### Problem statement
Each record should be copied exactly, and none of them omitted.

### Provided data
********************

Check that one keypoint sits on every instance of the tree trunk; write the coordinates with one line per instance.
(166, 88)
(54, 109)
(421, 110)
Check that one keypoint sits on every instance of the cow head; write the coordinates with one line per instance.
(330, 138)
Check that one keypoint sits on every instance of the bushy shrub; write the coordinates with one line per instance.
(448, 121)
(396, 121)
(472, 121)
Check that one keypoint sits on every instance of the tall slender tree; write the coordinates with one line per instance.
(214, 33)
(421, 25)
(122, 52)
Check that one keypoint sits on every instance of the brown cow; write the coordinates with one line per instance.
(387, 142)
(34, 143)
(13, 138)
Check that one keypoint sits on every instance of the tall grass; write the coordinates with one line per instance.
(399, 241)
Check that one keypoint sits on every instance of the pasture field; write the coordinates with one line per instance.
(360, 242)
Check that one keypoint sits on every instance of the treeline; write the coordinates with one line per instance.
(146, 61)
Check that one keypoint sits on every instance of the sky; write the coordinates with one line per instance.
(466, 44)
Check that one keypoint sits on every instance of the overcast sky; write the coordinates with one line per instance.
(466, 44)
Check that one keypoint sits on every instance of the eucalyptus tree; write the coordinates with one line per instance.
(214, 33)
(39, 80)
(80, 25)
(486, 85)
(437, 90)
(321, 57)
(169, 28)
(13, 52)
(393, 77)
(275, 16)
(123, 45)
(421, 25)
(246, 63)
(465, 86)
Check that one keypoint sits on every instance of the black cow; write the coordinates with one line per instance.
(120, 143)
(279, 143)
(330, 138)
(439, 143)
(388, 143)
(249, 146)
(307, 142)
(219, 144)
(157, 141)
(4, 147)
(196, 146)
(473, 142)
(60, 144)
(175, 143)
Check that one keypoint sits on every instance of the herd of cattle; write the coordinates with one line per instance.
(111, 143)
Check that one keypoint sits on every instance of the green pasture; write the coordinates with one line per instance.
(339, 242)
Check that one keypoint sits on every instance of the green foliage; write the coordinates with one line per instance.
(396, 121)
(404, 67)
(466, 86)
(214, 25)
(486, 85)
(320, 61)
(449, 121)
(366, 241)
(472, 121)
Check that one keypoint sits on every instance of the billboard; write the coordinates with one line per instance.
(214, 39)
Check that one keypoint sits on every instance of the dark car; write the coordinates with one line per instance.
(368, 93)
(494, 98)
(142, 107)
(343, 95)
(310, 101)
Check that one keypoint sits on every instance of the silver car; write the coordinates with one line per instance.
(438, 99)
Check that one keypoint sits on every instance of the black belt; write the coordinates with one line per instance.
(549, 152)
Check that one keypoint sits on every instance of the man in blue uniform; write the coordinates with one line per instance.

********************

### Expected answer
Check that one keypoint sits on every instance of the tree trunk; write the coordinates with one line per instance.
(166, 88)
(54, 109)
(421, 110)
Check that one keypoint sits on every instance of the cow head; write the coordinates with one line per instance.
(330, 138)
Check that one keypoint sits on every instance of the bushy shrub; write the coordinates with one line per instance.
(448, 121)
(396, 121)
(472, 121)
Check that one keypoint sits on every instance of the tall slender tree; write the coordinates with one line per instance.
(214, 33)
(421, 25)
(122, 52)
Check that one keypoint sits on every instance of the brown cow; write the coordinates with one line per instance.
(387, 142)
(34, 143)
(13, 138)
Check that one keypoint sits on every instance of the tall grass; write the coordinates with one line per instance.
(399, 241)
Check that one keypoint sits on every instance of the pasture field; write the coordinates with one line per instance.
(360, 242)
Check that one keypoint sits on every instance of the treeline; write the coordinates with one line per instance.
(146, 61)
Check that one keypoint sits on every instance of the sky; write the coordinates with one line per instance.
(466, 44)
Check that one keypoint sits on every instance of the overcast sky; write the coordinates with one line per instance.
(466, 44)
Check that one keypoint sits on every instance of the eucalyptus tree; write the coordinates with one line per instance.
(214, 33)
(39, 80)
(80, 25)
(486, 85)
(437, 90)
(321, 57)
(169, 28)
(13, 52)
(393, 77)
(275, 16)
(123, 45)
(421, 25)
(246, 63)
(465, 86)
Check that one keypoint sits on every instance of the black cow; write the coordinates with one line per instance.
(120, 143)
(279, 143)
(330, 138)
(439, 143)
(388, 143)
(249, 146)
(307, 142)
(219, 144)
(157, 141)
(4, 147)
(196, 146)
(473, 142)
(60, 144)
(175, 143)
Check that one keypoint sits on every instance of the herd of cattle; write the coordinates with one line per instance.
(111, 143)
Check that one keypoint sits on every instance of the green pasture; write the coordinates with one line per instance.
(339, 242)
Check that one keypoint sits on every instance of the green foliage; write the coordinates with one line per instance.
(396, 121)
(404, 67)
(466, 86)
(214, 25)
(486, 85)
(320, 61)
(449, 121)
(366, 241)
(472, 121)
Check that one keypoint sits on every instance of the billboard; write the coordinates with one line per instance.
(214, 39)
Check that one keypoint sits on every instance of the dark car; write the coordinates with one line per instance.
(368, 93)
(494, 98)
(142, 107)
(343, 95)
(310, 101)
Check that one keypoint sits on every instance of the silver car; write the coordinates with one line per instance.
(438, 99)
Check that one keypoint sits on every instance of the black belt; write the coordinates with one line per instance.
(549, 152)
Check that one keypoint sits on every instance of the man in blue uniform; write the coordinates with one line per instance.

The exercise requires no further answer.